- _Supplied information_:
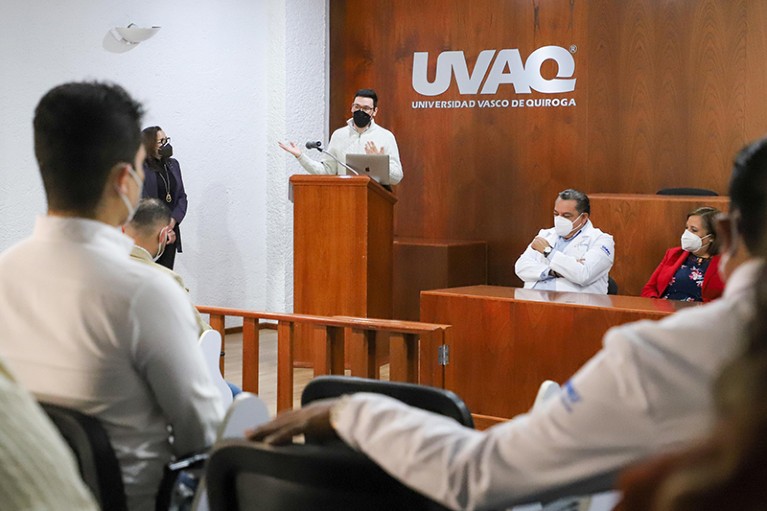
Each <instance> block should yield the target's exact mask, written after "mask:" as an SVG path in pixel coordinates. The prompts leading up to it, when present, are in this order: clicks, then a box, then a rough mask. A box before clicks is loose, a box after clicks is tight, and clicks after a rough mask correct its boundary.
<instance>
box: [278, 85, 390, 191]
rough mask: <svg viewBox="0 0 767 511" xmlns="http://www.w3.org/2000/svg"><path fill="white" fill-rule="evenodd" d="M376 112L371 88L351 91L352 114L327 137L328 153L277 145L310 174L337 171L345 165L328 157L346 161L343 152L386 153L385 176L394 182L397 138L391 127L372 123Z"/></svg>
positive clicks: (358, 153) (336, 171) (373, 91)
mask: <svg viewBox="0 0 767 511" xmlns="http://www.w3.org/2000/svg"><path fill="white" fill-rule="evenodd" d="M377 113H378V95H377V94H376V93H375V91H374V90H373V89H360V90H358V91H357V92H356V93H355V94H354V101H353V102H352V117H351V119H349V120H347V121H346V126H344V127H342V128H338V129H337V130H336V131H334V132H333V135H331V137H330V143H329V144H328V148H327V149H326V150H325V152H326V153H330V156H327V157H325V158H324V159H323V160H322V161H321V162H318V161H315V160H312V159H311V158H309V157H308V156H306V155H305V154H304V153H303V151H301V149H300V148H299V147H298V146H297V145H296V144H295V143H294V142H288V143H286V144H285V143H282V142H278V144H279V146H280V147H281V148H283V149H284V150H286V151H287V152H289V153H290V154H292V155H293V156H295V157H296V159H297V160H298V163H300V164H301V166H302V167H303V168H304V169H306V171H307V172H309V173H310V174H331V175H335V174H340V175H344V174H346V173H347V171H346V169H345V168H344V167H343V166H341V165H339V164H338V162H337V161H336V160H335V159H334V158H332V157H333V156H334V157H335V158H337V159H338V160H340V161H341V162H345V161H346V155H347V154H388V155H389V180H390V182H391V184H393V185H395V184H397V183H399V182H400V181H401V180H402V163H401V162H400V160H399V149H397V141H396V140H395V138H394V135H393V134H392V132H391V131H389V130H387V129H386V128H383V127H381V126H379V125H378V124H376V123H375V120H374V118H375V116H376V114H377Z"/></svg>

- _Task instructions_: Only one thing is wanted here, an exact copy of the lines from the first line above through the line containing "rough mask: <svg", minus any picture.

- _Result_:
Each <instance> block should yield the target's exact mask, written after "mask:" as an SVG path in pixel coordinates. The prompts leading up to it, when present, are in this order: clicks, then a box, then a rough mask. A box before clicks is loose, a box after clicks is tight, and clicks after a rough mask correct its boundary.
<instance>
box: [278, 85, 390, 191]
rough mask: <svg viewBox="0 0 767 511" xmlns="http://www.w3.org/2000/svg"><path fill="white" fill-rule="evenodd" d="M376 112L371 88L351 91L352 114L327 137L328 153L277 145L310 174L337 171L345 165L328 157L346 161L343 152L386 153L385 176L394 182L397 138L391 127L372 123Z"/></svg>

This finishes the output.